§ Problem to work on
From the data that follows, print exactly the lines starting at the one containing "the mountain range" and ending at the one containing "the log wall"; include both of them and nothing more.

(Region pointing data)
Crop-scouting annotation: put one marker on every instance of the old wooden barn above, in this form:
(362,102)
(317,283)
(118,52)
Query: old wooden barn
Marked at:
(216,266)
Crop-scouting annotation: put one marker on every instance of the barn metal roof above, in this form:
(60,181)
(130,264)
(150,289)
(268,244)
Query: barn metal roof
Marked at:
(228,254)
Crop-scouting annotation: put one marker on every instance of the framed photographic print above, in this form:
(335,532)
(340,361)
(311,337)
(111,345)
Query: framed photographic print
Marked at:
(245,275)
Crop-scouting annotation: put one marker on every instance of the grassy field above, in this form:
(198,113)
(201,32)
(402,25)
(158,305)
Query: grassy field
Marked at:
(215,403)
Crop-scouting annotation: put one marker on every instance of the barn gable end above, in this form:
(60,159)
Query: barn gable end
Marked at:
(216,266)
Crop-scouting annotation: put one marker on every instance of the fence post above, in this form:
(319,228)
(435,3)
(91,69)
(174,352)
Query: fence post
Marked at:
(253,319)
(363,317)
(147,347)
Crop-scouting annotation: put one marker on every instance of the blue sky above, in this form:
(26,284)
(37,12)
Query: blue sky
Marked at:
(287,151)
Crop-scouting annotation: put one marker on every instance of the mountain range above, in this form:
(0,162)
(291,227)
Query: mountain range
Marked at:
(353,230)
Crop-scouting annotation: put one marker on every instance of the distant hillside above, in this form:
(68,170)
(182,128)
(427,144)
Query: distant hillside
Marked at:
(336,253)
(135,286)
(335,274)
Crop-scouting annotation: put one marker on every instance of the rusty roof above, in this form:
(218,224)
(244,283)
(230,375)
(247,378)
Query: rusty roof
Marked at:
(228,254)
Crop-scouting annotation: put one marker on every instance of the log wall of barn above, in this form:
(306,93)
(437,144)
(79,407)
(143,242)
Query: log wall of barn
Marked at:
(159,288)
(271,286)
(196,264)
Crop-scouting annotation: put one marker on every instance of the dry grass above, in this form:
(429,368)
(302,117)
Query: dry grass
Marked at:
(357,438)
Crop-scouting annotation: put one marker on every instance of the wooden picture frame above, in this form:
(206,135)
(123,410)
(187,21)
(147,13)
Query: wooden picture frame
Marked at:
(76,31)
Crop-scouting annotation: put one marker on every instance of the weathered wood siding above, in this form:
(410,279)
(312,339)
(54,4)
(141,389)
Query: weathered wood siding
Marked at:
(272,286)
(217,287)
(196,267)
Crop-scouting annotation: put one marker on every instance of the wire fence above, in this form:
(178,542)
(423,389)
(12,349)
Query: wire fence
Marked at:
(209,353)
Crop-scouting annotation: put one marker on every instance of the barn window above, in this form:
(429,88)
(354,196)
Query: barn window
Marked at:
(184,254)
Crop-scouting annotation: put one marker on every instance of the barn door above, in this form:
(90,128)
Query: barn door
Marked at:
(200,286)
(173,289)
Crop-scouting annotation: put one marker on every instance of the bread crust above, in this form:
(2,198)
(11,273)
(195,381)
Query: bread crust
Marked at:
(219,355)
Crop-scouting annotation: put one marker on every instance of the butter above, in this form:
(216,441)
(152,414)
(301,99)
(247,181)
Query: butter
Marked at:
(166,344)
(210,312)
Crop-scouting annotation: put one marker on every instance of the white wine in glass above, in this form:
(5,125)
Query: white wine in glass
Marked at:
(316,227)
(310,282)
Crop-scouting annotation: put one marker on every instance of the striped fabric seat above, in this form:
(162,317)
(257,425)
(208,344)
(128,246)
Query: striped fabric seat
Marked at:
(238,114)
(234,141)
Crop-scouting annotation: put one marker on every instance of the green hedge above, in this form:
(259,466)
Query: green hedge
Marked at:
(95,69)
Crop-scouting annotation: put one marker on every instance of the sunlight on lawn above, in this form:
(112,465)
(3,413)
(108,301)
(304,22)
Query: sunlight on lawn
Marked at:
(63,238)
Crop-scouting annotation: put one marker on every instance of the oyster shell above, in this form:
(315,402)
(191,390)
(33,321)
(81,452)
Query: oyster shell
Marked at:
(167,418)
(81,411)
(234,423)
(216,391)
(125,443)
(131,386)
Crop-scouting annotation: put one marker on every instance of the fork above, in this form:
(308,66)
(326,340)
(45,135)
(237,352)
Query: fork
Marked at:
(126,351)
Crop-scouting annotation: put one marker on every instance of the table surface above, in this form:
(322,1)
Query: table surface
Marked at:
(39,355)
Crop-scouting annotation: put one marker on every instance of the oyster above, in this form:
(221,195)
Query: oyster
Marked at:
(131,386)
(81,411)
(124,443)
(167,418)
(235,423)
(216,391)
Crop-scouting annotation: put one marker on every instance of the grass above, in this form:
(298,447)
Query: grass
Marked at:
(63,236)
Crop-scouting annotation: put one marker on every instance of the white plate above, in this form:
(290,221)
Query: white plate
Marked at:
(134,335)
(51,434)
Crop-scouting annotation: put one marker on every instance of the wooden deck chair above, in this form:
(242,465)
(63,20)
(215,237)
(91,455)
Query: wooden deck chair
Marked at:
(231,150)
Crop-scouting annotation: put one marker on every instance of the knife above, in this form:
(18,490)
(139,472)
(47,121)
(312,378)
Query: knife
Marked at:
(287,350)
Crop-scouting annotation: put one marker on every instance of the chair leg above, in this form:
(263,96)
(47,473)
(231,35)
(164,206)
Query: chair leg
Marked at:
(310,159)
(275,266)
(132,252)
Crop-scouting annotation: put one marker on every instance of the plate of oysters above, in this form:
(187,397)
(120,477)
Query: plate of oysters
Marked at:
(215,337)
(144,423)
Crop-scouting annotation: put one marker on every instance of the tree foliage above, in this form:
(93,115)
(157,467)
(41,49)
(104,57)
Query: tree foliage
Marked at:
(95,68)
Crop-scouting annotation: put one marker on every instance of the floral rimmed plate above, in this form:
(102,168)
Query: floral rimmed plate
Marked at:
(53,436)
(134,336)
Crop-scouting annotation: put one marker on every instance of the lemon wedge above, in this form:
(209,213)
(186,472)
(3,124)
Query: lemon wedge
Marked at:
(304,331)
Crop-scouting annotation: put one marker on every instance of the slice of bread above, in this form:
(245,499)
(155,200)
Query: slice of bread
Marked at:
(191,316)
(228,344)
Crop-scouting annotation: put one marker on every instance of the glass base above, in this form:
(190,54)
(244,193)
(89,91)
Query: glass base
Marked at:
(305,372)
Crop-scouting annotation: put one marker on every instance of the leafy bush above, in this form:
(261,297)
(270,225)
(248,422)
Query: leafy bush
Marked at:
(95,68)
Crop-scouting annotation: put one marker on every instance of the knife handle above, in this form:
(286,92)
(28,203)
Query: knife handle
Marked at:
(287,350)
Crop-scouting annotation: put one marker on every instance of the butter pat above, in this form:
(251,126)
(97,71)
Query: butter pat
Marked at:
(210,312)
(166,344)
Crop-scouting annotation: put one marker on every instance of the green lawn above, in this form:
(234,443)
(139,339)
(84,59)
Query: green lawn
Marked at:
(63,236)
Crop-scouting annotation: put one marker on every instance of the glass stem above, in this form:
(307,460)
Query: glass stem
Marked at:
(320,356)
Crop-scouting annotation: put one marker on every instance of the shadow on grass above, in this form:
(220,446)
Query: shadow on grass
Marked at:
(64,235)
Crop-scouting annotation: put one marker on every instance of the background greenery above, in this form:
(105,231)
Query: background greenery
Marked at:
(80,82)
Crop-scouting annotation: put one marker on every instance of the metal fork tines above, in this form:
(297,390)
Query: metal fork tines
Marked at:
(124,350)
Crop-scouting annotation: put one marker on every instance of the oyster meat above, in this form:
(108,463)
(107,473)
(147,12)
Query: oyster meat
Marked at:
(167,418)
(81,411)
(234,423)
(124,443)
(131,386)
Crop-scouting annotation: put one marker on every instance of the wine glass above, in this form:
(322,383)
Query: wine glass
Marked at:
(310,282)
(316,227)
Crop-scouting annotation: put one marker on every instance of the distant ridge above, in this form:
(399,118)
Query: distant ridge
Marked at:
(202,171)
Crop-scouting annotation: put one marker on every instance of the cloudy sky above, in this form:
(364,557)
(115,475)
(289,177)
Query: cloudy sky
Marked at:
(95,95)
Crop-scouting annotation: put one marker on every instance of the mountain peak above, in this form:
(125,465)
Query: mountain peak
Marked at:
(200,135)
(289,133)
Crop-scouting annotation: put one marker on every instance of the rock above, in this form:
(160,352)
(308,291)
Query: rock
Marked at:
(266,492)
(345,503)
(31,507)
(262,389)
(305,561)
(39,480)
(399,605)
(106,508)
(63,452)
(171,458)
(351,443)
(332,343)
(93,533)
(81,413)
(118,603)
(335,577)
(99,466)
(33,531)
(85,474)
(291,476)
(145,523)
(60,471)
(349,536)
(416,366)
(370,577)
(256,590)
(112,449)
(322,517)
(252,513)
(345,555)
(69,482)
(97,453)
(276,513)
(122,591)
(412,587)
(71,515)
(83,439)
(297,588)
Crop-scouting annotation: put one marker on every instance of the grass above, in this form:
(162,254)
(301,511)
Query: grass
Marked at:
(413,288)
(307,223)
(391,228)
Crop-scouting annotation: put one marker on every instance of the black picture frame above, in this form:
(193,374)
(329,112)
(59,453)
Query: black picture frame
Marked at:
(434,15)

§ Answer box
Crop-scouting annotation: put one marker on every instance of the mountain range above, in this form:
(0,162)
(291,227)
Query: mountain range
Marked at:
(353,230)
Crop-scouting annotation: put one marker on every instance of the distant hillside above, in this form:
(68,170)
(182,128)
(427,144)
Query: distant hillside
Marked at:
(336,253)
(135,286)
(335,274)
Crop-scouting annotation: put one marker on every instance of the rusty roof above, in this form:
(218,224)
(244,283)
(230,375)
(247,378)
Query: rusty roof
Marked at:
(228,254)
Crop-scouting annotation: put one marker on every instance of the log wall of barn above, in this form:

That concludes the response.